(Source extract)
-------------------------

Q1-22A  The purchase method calls for recording the acquirer’s investment in the acquired company at the amount of the total purchase price paid by the acquirer, including associated costs. The difference between this amount and the acquirer’s proportionate share of the fair value of the net identifiable assets is reported as goodwill.

Q1-23A  Under the pooling method, the book values of the assets, liabilities, and equity of the acquired company are carried forward without adjustment to fair value. No goodwill is recorded because the fair value of the Consideration given is not recognized. Consistent with the idea of the owners of the combining companies continuing as owners of the combined company, the retained earnings of both companies are carried forward.

SOLUTIONS TO CASES

C1-1  Reporting Alternatives and International Harmonization

a. In the past, U.S. companies were required to systematically amortize the amount of goodwill recorded, thereby reducing earnings, while companies in other countries were not required to do so. Thus, reported results subsequent to business combinations were often lower than for foreign acquirers that did not amortize goodwill. The FASB changed accounting for goodwill in 2001 to no longer require amortization. Instead, the FASB now requires goodwill to be tested periodically for impairment and written down if impaired. Also, international accounting standards and U.S. standards have become closer in recent years, and authoritative bodies are working to bring standards even closer.

b. U.S. companies must be concerned about accounting standards in other countries and about international standards (i.e., those issued by the International Accounting Standards Committee). Companies operate in a global economy today. Not only do they buy and sell products and services in other countries, but they may raise capital and have operations located in other countries. Such companies may have to meet foreign reporting requirements, and these requirements may differ from U.S. reporting standards. In recent years, the acceptance of international accounting standards has become widespread, and international standards are even gaining acceptance in the United States. Thus, many U.S. companies, and not just the largest, may find foreign and international reporting standards relevant if they are going to operate globally.

-------------------------

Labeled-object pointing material
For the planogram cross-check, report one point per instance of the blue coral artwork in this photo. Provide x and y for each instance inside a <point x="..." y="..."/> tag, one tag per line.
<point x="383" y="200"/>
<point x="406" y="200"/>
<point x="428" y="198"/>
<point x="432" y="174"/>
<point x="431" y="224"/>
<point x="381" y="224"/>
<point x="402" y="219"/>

-------------------------

(Work instructions)
1 - Using the accounting text on business combinations, say whether each statement agrees with it: (a) Under the pooling method, goodwill is recorded. (b) In 2001 the FASB stopped requiring goodwill amortization. (c) Under the purchase method, the acquirer's investment is recorded at the book value of the acquired company's net assets. For each, answer yes or no and quote the words of the text that decide it.
2 - Pick up the accounting text on business combinations after its last sentence and continue writing it.
The material has no connection to the accounting text.

(Answers provided)
1 -
(a) No: "No goodwill is recorded because the fair value of the Consideration given is not recognized."
(b) Yes: "The FASB changed accounting for goodwill in 2001 to no longer require amortization."
(c) No: "recording the acquirer’s investment in the acquired company at the amount of the total purchase price paid by the acquirer, including associated costs"

2 -
U.S. companies also sometimes acquire foreign companies, especially if they wish to move into a new geographic area or ensure a supply of raw materials. For the acquiring company to perform its due diligence with respect to a foreign acquisition, it must be familiar with international financial reporting standards.



C1-2  Assignment of Acquisition Costs

NOTE:  This memo is written assuming that 20X7 means 2007 prior to the FASB’s release of SFAS 141R. Accordingly, 20X9 is assumed to be 2009 after SFAS 141R came into effect. If students interpreted the years as generic years, they would assume that both acquisitions took place after the implementation of acquisition accounting required under SFAS 141R and the rules discussed in the last two paragraphs would apply to both acquisitions.

MEMO

To:    Vice-President of Finance
         Troy Company

From:                            , CPA


Re:      Recording Acquisition Costs of Business Combination

Troy Company incurred a variety of costs in acquiring the ownership of Kline Company and transferring the assets and liabilities of Kline to Troy Company. I was asked to review the relevant accounting literature and provide my recommendations as to what was the appropriate treatment of the costs incurred in the acquisition of Kline Company.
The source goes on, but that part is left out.